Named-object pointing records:
⟨
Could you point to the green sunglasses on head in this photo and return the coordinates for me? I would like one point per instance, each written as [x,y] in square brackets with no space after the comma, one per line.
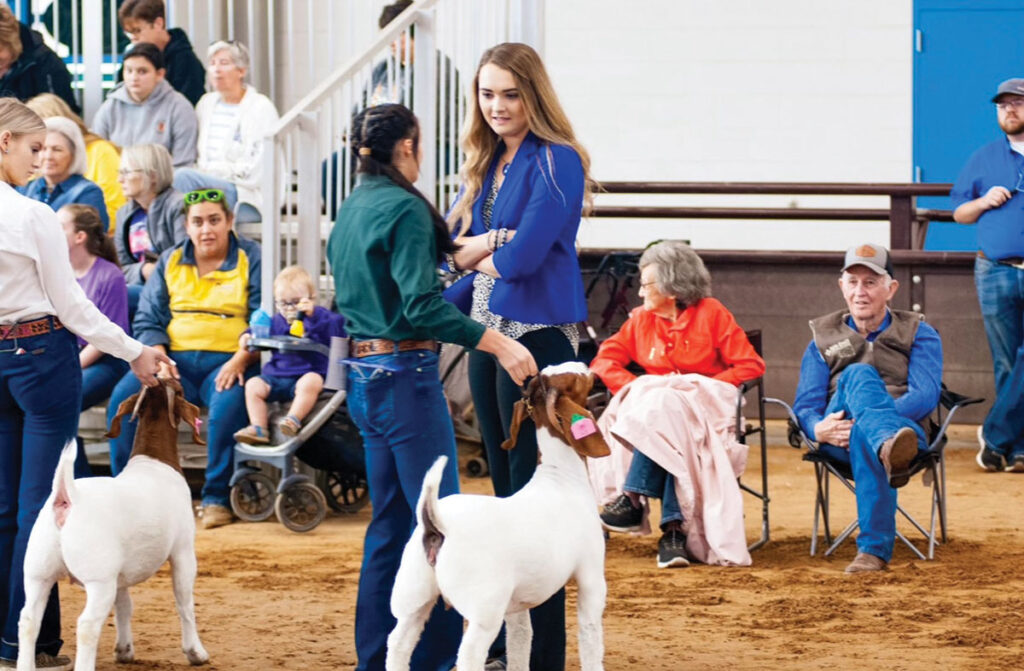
[209,195]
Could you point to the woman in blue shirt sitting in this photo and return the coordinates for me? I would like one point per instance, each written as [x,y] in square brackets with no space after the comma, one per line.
[525,181]
[64,162]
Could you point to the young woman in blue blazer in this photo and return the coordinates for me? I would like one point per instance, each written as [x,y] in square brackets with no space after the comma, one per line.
[525,182]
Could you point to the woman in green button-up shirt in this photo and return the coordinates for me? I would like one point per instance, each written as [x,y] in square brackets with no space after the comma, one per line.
[384,252]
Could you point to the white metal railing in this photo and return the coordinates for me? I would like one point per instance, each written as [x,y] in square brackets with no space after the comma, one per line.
[426,59]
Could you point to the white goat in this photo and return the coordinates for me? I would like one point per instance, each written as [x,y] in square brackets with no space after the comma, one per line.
[495,558]
[109,534]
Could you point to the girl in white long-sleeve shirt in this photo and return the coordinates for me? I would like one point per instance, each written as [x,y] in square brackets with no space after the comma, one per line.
[42,307]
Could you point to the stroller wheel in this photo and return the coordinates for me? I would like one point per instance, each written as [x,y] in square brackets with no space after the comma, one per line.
[346,492]
[301,507]
[252,497]
[476,466]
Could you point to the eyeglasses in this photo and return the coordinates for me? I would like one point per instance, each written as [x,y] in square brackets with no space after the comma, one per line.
[209,195]
[1014,102]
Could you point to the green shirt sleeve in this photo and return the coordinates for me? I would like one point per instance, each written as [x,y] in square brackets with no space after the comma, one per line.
[415,273]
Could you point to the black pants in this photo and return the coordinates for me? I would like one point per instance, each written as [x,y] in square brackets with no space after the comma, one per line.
[494,394]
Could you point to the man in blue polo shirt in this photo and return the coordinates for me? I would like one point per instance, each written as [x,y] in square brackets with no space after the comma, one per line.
[989,191]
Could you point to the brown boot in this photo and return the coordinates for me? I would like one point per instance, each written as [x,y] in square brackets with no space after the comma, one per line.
[897,453]
[864,561]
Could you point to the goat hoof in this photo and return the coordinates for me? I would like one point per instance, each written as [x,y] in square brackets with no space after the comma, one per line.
[124,654]
[197,656]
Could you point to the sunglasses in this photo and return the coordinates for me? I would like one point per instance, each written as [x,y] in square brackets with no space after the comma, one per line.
[208,195]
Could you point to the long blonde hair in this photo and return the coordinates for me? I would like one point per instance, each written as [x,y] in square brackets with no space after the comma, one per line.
[545,116]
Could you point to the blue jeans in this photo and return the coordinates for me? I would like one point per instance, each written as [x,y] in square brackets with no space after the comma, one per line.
[647,477]
[861,393]
[40,402]
[226,415]
[403,418]
[494,395]
[99,379]
[1000,296]
[187,179]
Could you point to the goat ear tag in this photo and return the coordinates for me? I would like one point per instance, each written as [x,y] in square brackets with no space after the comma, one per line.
[582,427]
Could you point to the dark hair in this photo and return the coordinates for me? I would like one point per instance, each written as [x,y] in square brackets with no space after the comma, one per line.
[391,11]
[87,220]
[148,51]
[147,10]
[379,129]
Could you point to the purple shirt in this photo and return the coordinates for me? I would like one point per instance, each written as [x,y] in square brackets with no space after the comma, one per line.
[320,327]
[104,286]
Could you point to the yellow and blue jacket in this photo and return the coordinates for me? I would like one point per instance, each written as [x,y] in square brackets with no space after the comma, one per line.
[183,311]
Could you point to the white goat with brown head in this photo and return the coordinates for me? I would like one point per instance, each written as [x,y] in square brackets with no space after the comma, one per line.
[111,533]
[493,559]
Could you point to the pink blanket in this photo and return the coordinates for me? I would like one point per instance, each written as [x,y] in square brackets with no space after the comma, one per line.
[685,423]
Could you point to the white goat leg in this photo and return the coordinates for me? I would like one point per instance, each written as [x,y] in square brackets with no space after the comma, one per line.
[183,572]
[475,642]
[124,648]
[36,593]
[518,636]
[99,596]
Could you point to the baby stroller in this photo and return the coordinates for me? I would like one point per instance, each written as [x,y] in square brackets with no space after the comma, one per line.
[328,442]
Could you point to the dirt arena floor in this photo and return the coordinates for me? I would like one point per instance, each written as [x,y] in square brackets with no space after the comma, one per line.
[270,598]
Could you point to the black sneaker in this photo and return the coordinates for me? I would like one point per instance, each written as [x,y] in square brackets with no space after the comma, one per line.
[621,515]
[672,550]
[1016,464]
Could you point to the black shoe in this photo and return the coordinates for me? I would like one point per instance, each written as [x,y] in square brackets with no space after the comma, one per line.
[672,550]
[621,515]
[1016,464]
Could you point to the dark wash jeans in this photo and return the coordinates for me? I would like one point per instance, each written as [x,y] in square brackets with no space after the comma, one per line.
[40,402]
[494,394]
[398,404]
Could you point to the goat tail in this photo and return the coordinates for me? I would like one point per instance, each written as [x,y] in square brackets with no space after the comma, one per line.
[426,511]
[64,483]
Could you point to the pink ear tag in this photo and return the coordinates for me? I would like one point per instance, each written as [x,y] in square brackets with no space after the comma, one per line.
[582,427]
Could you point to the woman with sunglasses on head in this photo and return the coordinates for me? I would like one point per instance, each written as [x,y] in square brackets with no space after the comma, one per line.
[196,306]
[384,252]
[525,181]
[42,308]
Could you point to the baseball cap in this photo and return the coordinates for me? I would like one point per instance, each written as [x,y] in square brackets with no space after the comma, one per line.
[1011,86]
[875,257]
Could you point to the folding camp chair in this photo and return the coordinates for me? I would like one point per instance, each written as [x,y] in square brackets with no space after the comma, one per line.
[930,461]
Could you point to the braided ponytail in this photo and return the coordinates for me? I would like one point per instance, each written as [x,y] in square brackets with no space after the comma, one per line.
[376,131]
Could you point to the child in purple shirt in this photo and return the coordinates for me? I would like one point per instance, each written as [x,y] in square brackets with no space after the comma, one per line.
[94,261]
[295,375]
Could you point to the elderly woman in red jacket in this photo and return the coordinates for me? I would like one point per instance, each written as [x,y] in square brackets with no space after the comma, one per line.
[679,329]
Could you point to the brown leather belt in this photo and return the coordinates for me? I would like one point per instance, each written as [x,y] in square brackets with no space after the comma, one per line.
[29,329]
[383,346]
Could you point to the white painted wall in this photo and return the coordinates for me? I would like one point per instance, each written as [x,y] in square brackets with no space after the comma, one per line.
[739,90]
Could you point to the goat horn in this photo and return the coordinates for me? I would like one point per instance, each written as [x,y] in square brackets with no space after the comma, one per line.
[170,407]
[138,404]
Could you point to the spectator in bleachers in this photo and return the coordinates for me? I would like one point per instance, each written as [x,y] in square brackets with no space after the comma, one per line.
[28,67]
[95,265]
[61,169]
[145,21]
[152,220]
[145,109]
[233,119]
[211,280]
[101,157]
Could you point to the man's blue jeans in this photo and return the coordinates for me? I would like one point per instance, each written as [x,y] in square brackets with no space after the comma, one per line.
[861,393]
[40,402]
[648,478]
[226,415]
[1000,296]
[398,404]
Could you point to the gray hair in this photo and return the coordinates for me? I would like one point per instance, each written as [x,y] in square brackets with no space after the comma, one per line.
[238,51]
[679,271]
[154,161]
[70,130]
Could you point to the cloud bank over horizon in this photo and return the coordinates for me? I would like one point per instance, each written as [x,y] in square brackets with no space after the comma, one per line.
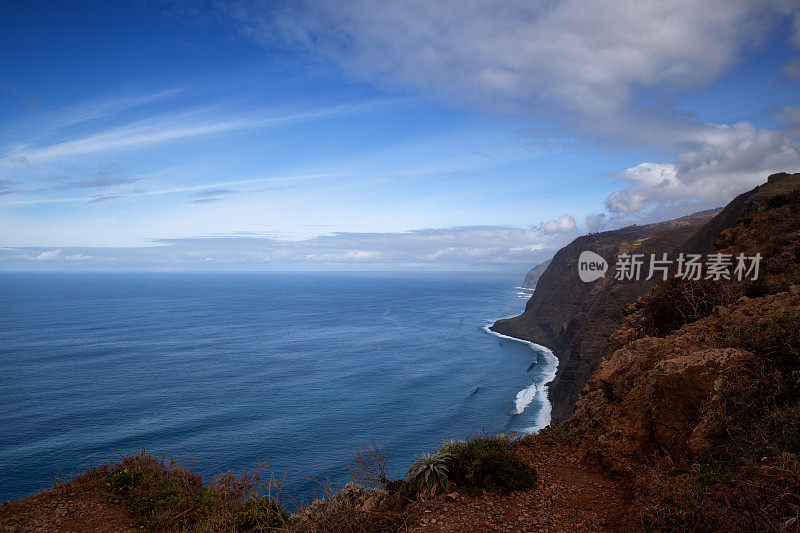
[479,247]
[306,133]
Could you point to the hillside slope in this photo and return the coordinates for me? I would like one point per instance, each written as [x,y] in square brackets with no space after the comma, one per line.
[575,319]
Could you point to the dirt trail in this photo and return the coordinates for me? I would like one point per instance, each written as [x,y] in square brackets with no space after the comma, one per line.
[74,508]
[569,497]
⟩
GIVEN REQUEST:
Write the records above out again exactly, with no pictures in your copy.

ANSWER TO THE EXERCISE:
Could you point to the green sunglasses on head in this photo and return the coordinates for me? I would like one point per instance, each written as [x,y] in square brackets with no space after the comma, one per line.
[209,195]
Could you point to the woman in blue shirt sitting in this photo and return the coordinates for me? I would like one point per instance, each written as [x,y] in square brackets with no space after the comma, one per line.
[525,181]
[64,162]
Could you point to the young woman in blue blazer in this photo and return the coordinates for me? I would like one point per instance, each written as [x,y] in square brackets with no space after the comma, one per line.
[525,182]
Could you point to the woman in green button-up shirt in this photo and return the coordinates for me? I would like one point per instance, each written as [x,y] in square brackets with no space after the comma, one per line.
[384,252]
Could you point to the white metal railing in this photo and return the coordinates for me? I would like one point per instance, each written as [x,y] in square brackets with no space after the comma, one per line.
[426,59]
Could you point to the white goat in this photo and return the coordinates for me? I would like one point per instance, each written as [x,y] in square brackets with no space after the comma, one per line.
[495,558]
[109,534]
Could you point to the girl in white long-sleeve shirt in this photo and return the coordinates for me? I would like one point per instance, each written as [x,y] in square brackets with no space after the comma, one per line.
[42,307]
Could you point to the stroller wheel in this photo and return the coordinates for me? I would like one point per instance, each written as [x,y] in square brackets with no space after the comma, one per line.
[346,492]
[301,507]
[252,497]
[476,466]
Could you point to the eyeglasses in this photo and return the coordinates for me? I would like one point per instance, each written as [x,y] in square brackets with no space after the comma, one per line.
[209,195]
[1014,102]
Could you point to the green shirt sleeve in this photo and return the coordinates for me? I would like one point per instance, each written as [x,y] in square brackets with no space after the comma, one per line.
[415,273]
Could you point to the black pants in this photo and return the coordinates for me? I would like one point per instance, each written as [x,y] in square brackets with no space after the comma, one per line.
[494,394]
Could you point to the man in blue polo shirt in this photo and return the coordinates for me? I would like one point per instance, each written as [x,y] in square brackets with no space after the comma, one per line.
[989,191]
Could you point to the brown boot in this photo and return the coordinates for me? I would like one point per instance, each written as [x,y] in square brackets with no space after the comma, one per line.
[897,453]
[864,561]
Could you point to the goat hoof in this photo and return the coordinates for me? I would like one point per instance, each written as [x,y] in square brackets with no space after the comma, one per line.
[124,654]
[197,656]
Could you point to the sunglasses in this photo and return the coordinates for me? I would like one point per instance, each written as [x,y] in square brackets with no space after the comma, one per line.
[208,195]
Could you point to the long blonde hair in this photo and return the coordinates for me? I would like one point per instance, each written as [x,y] in square brackets with no space after the comma, one per line.
[545,116]
Could you point to the blue jeans in this photo and return the coordinates for me? I would like one point per instance, each written as [x,y] in square brackets with no space after the comma, one per line.
[647,477]
[861,393]
[40,402]
[226,415]
[403,418]
[494,395]
[99,379]
[1000,296]
[187,179]
Could you point to the goat ear tag in this photo and return the coordinates for me? I would like one point per instance, each written as [x,y] in square brackets with no space after the comma, one per line.
[582,427]
Could you point to the dark hair in this photo and return the coordinates for me? I would like one point per instance, each written as [x,y] in square brackets with no space after the comma, one per line.
[391,11]
[87,220]
[148,51]
[147,10]
[379,129]
Could you point to the purple shirt in this photo and return the coordinates for me? I would like one point per instance, each written as [x,y] in square brackets with no space after the comma, one per line.
[320,327]
[104,286]
Could you point to the yellow and blue jacket in this photo and return the coordinates for me? I would like one point per instance, each written as [x,y] in square brackets with no space after the comma, one per line.
[183,311]
Could you point to the white goat with brown head in this photo and return the coordinates for me? I would like one point per instance, each written as [x,y] in square brackets with no space after the comma, one per line.
[111,533]
[493,559]
Could you point to the pink blanket in this photo and return the coordinates for me? I would like one point per instance, each written as [x,y] in square brackets with no space after the comma, one per line.
[685,423]
Could you point to the white goat leg in this photo and return the coordinates for me? I would like one point per instance, each written as [x,y] in square brackets with no space after the comma, one per line.
[183,572]
[475,642]
[124,648]
[36,593]
[518,636]
[99,596]
Could you point to the baby stroller in this photo and return the coordinates for me? I would like one point per instance, each written as [x,y] in square brackets with no space after the comma, one per line.
[328,442]
Could you point to the dirt arena floor in this photo and return the coordinates for me? I would like one point per instance, each written as [x,y] in square brackets with no space after the comma, one per line.
[270,598]
Could you point to the black sneaker in this photo and return the coordinates for me? I would like one point per instance, each written as [x,y] in square brackets with no space after the comma, one per line.
[621,515]
[672,550]
[1016,464]
Could you point to the black shoe in this photo and return the coordinates for me? I would like one point per instance, each written as [x,y] in square brackets with no space after the comma, one per line.
[672,550]
[621,515]
[1016,464]
Could you point to the dark wash jeans in this photo and return the coordinates for me? I would like one point per instance, each written as [x,y] in square brackets with no space after the comma, one per line.
[40,402]
[494,394]
[398,404]
Could you point to the goat tail in this photo and return the coordinates for me? I would like one point per instance, each written as [x,y] in square brackets with no space after the comma, one per line.
[426,511]
[64,483]
Could you point to the pink ear tag in this photo and return the coordinates for me? I would like one point per instance, each written as [x,y] in square brackets with no space after the comma, one per line.
[582,427]
Could you point to the woman with sunglasses on head in this photo and return the coordinates for me? I would like one point per instance, each written as [x,y] in square brackets with no space after the comma, one per line.
[196,306]
[384,252]
[525,181]
[42,308]
Could you point to the baseball cap in this photo and return the coordinates for me? I would like one point per instance, each written as [x,y] in square brackets with no space after the comma, one per line.
[1011,86]
[875,257]
Could you point to the folding camp chair in this photo and return the coordinates for me? I would like one point per instance, each written as [x,y] in square brackets with no space after the comma, one per line.
[930,461]
Could you point to the braided ponytail in this photo and return the coordinates for me? I would like one point per instance, each written as [x,y] in square brackets with no space after the comma, one per line.
[376,131]
Could you point to the child in purple shirt in this photo and return the coordinates for me? I would like one point per instance, each written as [x,y] in square brackets with no space after the comma, one per line.
[94,261]
[295,375]
Could you point to the elderly woman in red jacket in this photo and return the coordinates for me? I would like one point per instance, each written as [x,y] in square brackets with no space after the comma, one per line.
[679,329]
Could you point to the brown leather belt in this photo and return the coordinates for me? I would like one point per instance, each written as [x,y] in square brackets with no space after the comma, one per line.
[29,329]
[383,346]
Could you point to the white painted wall in this photo and return the coordinates for me? I would like one point per instance, each written as [x,y] in square brackets with no space after the comma, one per line.
[739,90]
Could you point to the goat horn in this photo and return the coordinates for me? I would like one point per instance, each written as [x,y] in square brackets with no space after the comma, one per line.
[170,407]
[138,404]
Could you point to the spectator in bleachers in this photo and return the coordinates for me? I would like one point per instance, each written as [x,y] in square brackets with no space after the comma, one per line.
[28,67]
[95,265]
[61,169]
[145,21]
[152,220]
[145,109]
[233,119]
[211,280]
[101,157]
Could you point to the man's blue jeans in this photo and return the coordinates for me? I would like one point per instance, each written as [x,y] in square brackets with no space after the comma, one per line.
[861,393]
[40,402]
[648,478]
[226,415]
[1000,296]
[398,404]
Could you point to the gray hair in this photo and return the coordinates for me? I would like one point per instance, each written as [x,y] in square brackets with no space after the comma, one per line.
[238,51]
[679,271]
[154,161]
[70,130]
Could you point to the cloud bank over horizon in this photo and return the coordinates for me? I would like one point per instance, each written as [x,y] in square brackets with no space after the comma, one per line.
[479,247]
[306,133]
Could you point to the hillside slope in this photo and return the coordinates for me? I would like one point per instance, each written as [x,y] in square brackets with no space after the comma, one per line.
[575,319]
Could you point to the dirt trail in this photo and return the coordinates for me? I would like one point per instance, each written as [x,y] in square brackets with no space after the comma, one per line.
[74,508]
[569,497]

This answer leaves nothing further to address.